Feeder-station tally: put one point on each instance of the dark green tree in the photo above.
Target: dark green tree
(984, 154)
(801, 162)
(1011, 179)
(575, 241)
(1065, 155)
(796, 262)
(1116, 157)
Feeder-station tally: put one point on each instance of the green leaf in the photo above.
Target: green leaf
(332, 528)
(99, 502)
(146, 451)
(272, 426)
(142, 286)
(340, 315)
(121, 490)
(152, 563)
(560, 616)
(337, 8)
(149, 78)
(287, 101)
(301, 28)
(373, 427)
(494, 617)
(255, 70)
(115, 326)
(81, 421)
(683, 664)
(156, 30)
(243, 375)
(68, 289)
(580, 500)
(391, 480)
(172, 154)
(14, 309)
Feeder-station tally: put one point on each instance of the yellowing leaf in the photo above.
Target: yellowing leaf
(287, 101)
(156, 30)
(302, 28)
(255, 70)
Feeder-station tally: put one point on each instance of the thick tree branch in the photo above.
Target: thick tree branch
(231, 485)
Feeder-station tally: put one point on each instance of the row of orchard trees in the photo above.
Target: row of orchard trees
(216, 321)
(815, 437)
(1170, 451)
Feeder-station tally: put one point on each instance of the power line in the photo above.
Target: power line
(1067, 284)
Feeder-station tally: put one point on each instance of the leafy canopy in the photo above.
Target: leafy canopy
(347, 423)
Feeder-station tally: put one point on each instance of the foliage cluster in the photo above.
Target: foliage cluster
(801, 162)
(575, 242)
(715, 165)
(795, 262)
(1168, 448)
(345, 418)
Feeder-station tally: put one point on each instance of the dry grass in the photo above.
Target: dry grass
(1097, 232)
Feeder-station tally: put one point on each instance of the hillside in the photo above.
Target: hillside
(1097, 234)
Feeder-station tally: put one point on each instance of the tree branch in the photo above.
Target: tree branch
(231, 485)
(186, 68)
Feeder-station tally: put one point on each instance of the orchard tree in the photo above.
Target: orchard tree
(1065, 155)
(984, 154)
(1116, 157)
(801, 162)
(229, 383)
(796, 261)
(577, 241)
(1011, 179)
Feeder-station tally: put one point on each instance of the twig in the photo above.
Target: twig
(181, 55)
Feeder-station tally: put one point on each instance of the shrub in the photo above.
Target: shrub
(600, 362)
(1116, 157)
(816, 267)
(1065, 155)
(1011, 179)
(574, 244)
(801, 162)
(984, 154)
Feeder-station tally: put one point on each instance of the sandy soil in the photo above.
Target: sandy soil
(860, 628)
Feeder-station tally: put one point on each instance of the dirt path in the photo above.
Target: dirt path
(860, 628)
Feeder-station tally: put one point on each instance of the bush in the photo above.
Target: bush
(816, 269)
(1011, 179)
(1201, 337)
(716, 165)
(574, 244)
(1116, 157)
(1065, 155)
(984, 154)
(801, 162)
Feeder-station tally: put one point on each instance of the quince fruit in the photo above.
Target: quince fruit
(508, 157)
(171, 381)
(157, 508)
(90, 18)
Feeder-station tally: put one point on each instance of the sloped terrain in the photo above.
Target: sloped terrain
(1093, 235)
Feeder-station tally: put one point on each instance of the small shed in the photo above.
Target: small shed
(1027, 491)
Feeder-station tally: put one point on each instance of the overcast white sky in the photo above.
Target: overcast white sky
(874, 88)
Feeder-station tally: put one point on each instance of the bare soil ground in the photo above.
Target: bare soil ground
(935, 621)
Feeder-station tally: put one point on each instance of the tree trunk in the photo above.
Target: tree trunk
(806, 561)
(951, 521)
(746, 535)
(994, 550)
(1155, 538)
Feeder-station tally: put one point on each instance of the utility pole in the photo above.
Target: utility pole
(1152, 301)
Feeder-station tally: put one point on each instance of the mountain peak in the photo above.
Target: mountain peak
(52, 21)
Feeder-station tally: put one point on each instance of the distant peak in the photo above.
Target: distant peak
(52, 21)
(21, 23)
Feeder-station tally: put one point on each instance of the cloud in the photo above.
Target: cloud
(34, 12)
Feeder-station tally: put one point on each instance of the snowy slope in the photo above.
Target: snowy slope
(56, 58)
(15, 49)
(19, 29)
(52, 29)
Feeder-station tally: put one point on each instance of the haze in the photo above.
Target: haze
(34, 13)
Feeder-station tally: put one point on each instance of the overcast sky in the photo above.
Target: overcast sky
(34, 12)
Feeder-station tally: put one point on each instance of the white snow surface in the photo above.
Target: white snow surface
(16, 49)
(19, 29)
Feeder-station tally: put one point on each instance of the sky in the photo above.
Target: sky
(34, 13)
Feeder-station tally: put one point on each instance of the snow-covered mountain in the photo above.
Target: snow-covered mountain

------------------------------------------------

**Task to complete:** Rewrite everything from the line containing "thick tree branch in the photo above." down to the line containing "(1067, 284)", changing "Target" to "Object" and leaving all else unchanged.

**Exercise output:**
Feeder-station tally: put one point on each instance of the thick tree branch in the photo above.
Object: thick tree branch
(231, 485)
Feeder-station tally: put one point on each instance of the row of orchard trees in the photo above.
Object: row of orchard trees
(216, 321)
(815, 437)
(1170, 451)
Feeder-station tally: put one point on each instance of the power line in the photo above.
Object: power line
(1067, 284)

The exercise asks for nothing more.